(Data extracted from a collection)
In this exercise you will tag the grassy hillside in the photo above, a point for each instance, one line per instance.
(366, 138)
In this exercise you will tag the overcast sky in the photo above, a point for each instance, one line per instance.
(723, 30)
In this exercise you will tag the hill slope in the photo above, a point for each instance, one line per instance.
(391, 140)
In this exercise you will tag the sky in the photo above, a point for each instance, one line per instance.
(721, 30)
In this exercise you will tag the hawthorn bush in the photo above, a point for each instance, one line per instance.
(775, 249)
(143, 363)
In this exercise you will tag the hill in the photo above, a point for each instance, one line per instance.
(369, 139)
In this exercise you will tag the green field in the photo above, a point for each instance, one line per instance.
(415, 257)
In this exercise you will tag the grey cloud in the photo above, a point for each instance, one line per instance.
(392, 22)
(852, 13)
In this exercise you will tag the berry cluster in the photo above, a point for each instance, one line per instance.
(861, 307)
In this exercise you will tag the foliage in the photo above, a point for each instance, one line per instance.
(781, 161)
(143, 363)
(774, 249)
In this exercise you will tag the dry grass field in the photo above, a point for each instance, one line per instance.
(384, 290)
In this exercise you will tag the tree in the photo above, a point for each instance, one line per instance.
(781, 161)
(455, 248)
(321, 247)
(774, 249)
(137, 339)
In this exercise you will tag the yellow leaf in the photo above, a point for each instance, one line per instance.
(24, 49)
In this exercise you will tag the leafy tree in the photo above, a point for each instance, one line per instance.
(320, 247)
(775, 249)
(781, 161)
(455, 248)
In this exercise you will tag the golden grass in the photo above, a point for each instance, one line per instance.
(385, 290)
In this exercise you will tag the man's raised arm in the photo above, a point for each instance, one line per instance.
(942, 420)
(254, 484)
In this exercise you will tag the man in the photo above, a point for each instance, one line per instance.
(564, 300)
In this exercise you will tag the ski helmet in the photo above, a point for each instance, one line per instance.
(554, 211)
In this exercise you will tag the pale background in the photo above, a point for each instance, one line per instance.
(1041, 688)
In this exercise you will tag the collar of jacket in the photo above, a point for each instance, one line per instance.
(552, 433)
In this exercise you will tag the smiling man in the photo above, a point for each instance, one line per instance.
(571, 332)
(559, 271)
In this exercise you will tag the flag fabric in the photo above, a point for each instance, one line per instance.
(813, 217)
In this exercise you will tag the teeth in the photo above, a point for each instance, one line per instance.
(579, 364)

## YOUR TASK:
Take the lines above and print them exactly.

## ANSWER AREA:
In this exercise you will tag the grassy hillside in the photo above, a point for each instance, one line per instance.
(366, 138)
In this exercise you will tag the overcast sky in the photo above, a point for each instance, one line per instance.
(723, 30)
In this exercise you will tag the hill slope in the photo above, a point for each instance, one line per instance.
(391, 140)
In this exercise you will tag the sky in the photo above, a point for each instance, one line per instance.
(721, 30)
In this exercise you will tag the hawthorn bush in the photo above, a point for each instance, one line per instance.
(775, 249)
(143, 363)
In this exercise you will tag the hill in the photo above, a point for each instance, one line per instance.
(369, 139)
In this exercise you will tag the green field in the photo above, a point for each instance, one line per instance.
(415, 257)
In this exercise you will tag the grey cloud in the photo above, a point for each instance, one line per instance.
(392, 22)
(852, 13)
In this exercise you will tag the berry cluster in the photo above, a point for each instance, one line per instance.
(861, 307)
In this exercise you will tag the foliage in the photo above, a point for each instance, one line per instance.
(781, 161)
(143, 363)
(774, 249)
In this exercise you will tag the dry grass field in the photo above, a point for each instance, one line per instance.
(384, 290)
In this exercise you will tag the tree in the photo above, a point for each instance, one line per instance.
(781, 161)
(455, 248)
(321, 247)
(774, 249)
(137, 339)
In this exercise you will tag the yellow leaf in the photo above, a point for each instance, one line per instance.
(24, 49)
In this exercise you will tag the leafy tree in the photo above, a point for each instance, one line per instance.
(320, 247)
(775, 249)
(781, 161)
(455, 248)
In this exercise you will tag the golden grass in the photo above, a point for each instance, one line per instance.
(385, 290)
In this exercise you will tag the man's raised arm in the photo above, a point for each instance, one line per instance.
(942, 420)
(254, 484)
In this exercise you will tag the man in the photo above, a point for each instance, one line per instance.
(564, 300)
In this exercise you will tag the ski helmet in the photo above, a point for each instance, one line per instance.
(554, 211)
In this exercise you will tag the pale background in the photo above, a point for each instance, one line per instance.
(1041, 688)
In this exercise you will tag the collar of jacket in the photo above, a point for each instance, one line per instance.
(552, 433)
In this exercise you will tag the smiling man in the photo above, a point for each instance, one line per instance.
(571, 332)
(559, 271)
In this exercise you will tag the flag fabric in the photo above, a point for each instance, one line per instance.
(813, 217)
In this exercise you will tag the teeth in the photo above, a point for each instance, one line per instance.
(579, 364)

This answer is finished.